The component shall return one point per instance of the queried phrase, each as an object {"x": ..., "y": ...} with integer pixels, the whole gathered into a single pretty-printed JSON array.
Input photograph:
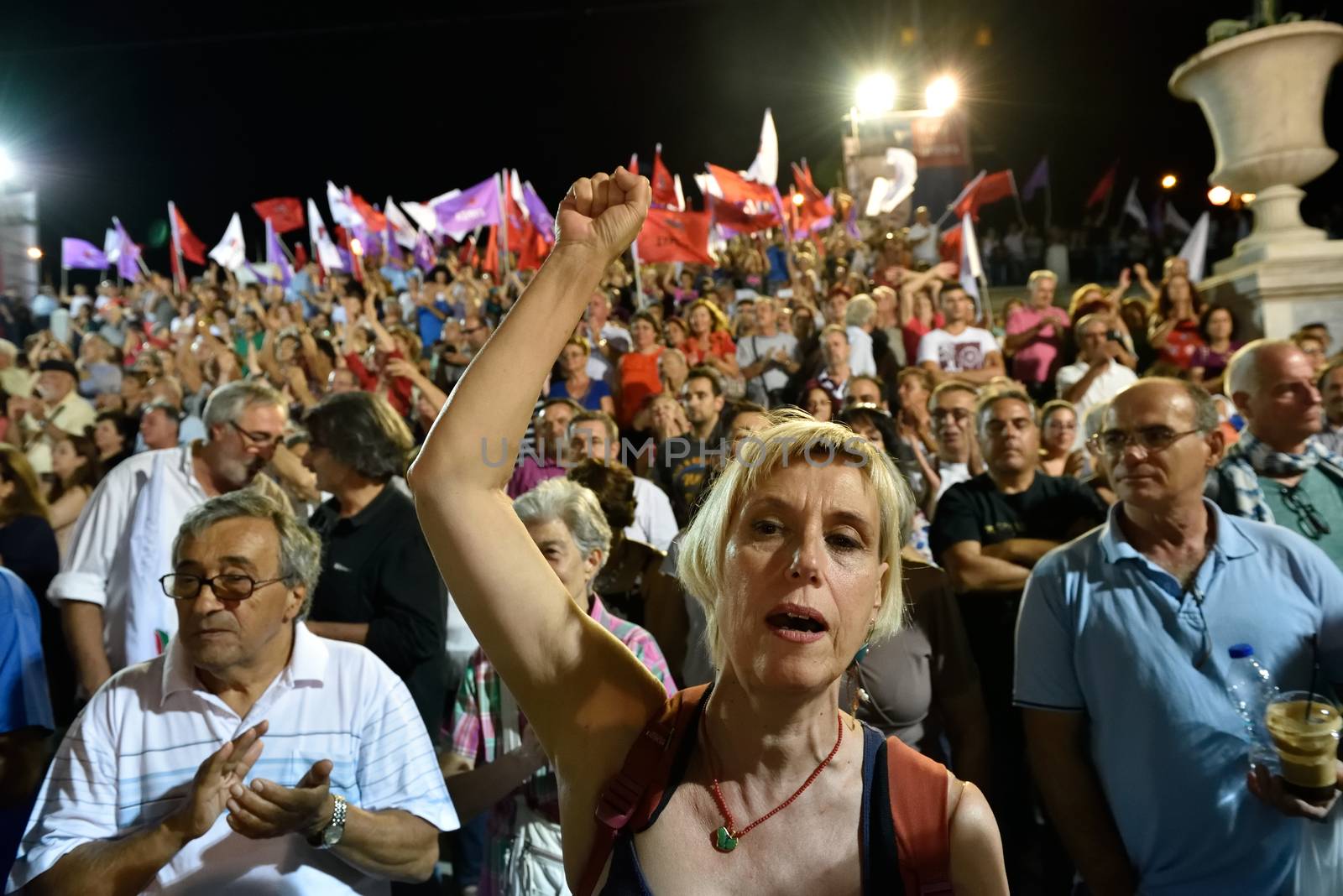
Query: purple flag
[
  {"x": 1038, "y": 180},
  {"x": 128, "y": 262},
  {"x": 275, "y": 253},
  {"x": 537, "y": 211},
  {"x": 81, "y": 255},
  {"x": 473, "y": 207},
  {"x": 425, "y": 255}
]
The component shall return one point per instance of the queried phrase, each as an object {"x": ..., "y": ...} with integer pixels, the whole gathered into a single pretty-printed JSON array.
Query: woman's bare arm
[{"x": 575, "y": 681}]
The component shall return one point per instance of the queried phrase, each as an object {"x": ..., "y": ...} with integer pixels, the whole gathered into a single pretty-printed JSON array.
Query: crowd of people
[{"x": 434, "y": 617}]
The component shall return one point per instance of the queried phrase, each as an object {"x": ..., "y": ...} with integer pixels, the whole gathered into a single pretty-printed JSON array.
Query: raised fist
[{"x": 604, "y": 214}]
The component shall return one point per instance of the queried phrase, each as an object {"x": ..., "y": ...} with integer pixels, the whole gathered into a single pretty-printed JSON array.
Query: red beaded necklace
[{"x": 727, "y": 836}]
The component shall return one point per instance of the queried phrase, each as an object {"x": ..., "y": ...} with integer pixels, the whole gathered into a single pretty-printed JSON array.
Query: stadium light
[
  {"x": 942, "y": 94},
  {"x": 876, "y": 94}
]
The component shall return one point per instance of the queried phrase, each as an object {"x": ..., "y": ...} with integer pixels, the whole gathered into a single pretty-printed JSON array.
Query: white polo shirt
[
  {"x": 111, "y": 539},
  {"x": 131, "y": 755}
]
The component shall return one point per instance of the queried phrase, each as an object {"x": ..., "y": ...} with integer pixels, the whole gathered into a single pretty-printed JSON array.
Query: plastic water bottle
[{"x": 1251, "y": 687}]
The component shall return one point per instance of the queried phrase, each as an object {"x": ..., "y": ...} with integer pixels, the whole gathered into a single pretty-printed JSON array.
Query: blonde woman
[{"x": 797, "y": 566}]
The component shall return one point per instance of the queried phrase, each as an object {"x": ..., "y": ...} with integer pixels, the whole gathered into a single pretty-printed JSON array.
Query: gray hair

========================================================================

Copy every line of the entries above that contains the string "Query".

**EXERCISE OUTPUT**:
Query: purple flag
Query: woman's bare arm
Query: crowd of people
Query: raised fist
Query: red beaded necklace
Query: stadium light
Query: white polo shirt
Query: plastic water bottle
Query: blonde woman
Query: gray hair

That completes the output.